What you need to do » Determine how many lines in the material below contain the word "segment", and give that number without comment.

----------------

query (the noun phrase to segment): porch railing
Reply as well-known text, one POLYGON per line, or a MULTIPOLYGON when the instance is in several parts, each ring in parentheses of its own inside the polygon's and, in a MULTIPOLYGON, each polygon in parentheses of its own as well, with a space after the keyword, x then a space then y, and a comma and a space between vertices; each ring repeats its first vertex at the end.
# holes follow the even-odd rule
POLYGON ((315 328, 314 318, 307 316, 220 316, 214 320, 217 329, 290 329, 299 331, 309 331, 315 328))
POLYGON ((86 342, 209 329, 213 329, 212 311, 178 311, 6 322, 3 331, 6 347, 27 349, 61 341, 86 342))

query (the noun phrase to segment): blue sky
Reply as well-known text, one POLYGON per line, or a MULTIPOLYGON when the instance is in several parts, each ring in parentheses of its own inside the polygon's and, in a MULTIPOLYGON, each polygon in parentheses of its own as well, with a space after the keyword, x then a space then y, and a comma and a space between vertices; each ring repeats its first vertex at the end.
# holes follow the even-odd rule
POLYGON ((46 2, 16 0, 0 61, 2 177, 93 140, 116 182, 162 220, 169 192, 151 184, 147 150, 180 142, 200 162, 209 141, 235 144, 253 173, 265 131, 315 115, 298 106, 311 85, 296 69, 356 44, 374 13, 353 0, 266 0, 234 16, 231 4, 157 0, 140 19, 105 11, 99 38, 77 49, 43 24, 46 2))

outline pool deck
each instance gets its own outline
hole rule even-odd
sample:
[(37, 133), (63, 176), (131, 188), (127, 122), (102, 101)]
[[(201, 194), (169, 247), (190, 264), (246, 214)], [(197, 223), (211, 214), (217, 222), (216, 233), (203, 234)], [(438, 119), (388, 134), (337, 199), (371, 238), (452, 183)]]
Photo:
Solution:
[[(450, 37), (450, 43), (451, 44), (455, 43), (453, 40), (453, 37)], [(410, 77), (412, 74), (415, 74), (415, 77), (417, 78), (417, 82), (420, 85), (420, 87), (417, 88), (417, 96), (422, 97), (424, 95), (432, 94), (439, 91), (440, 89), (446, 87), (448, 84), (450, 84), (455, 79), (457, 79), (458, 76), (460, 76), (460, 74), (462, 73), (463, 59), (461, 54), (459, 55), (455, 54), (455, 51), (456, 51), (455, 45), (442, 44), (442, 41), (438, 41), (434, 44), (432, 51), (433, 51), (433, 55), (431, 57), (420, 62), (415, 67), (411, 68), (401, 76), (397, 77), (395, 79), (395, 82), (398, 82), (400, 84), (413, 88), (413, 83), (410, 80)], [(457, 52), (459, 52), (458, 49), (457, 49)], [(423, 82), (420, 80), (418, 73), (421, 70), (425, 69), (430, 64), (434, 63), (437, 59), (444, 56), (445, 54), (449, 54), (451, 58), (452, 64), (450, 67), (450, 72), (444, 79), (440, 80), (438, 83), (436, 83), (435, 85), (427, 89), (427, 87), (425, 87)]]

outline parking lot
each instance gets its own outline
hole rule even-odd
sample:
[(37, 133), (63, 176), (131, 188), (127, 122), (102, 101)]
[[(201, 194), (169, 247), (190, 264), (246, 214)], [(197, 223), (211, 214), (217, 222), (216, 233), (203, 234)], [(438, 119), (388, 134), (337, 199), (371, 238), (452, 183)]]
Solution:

----------------

Written answer » 2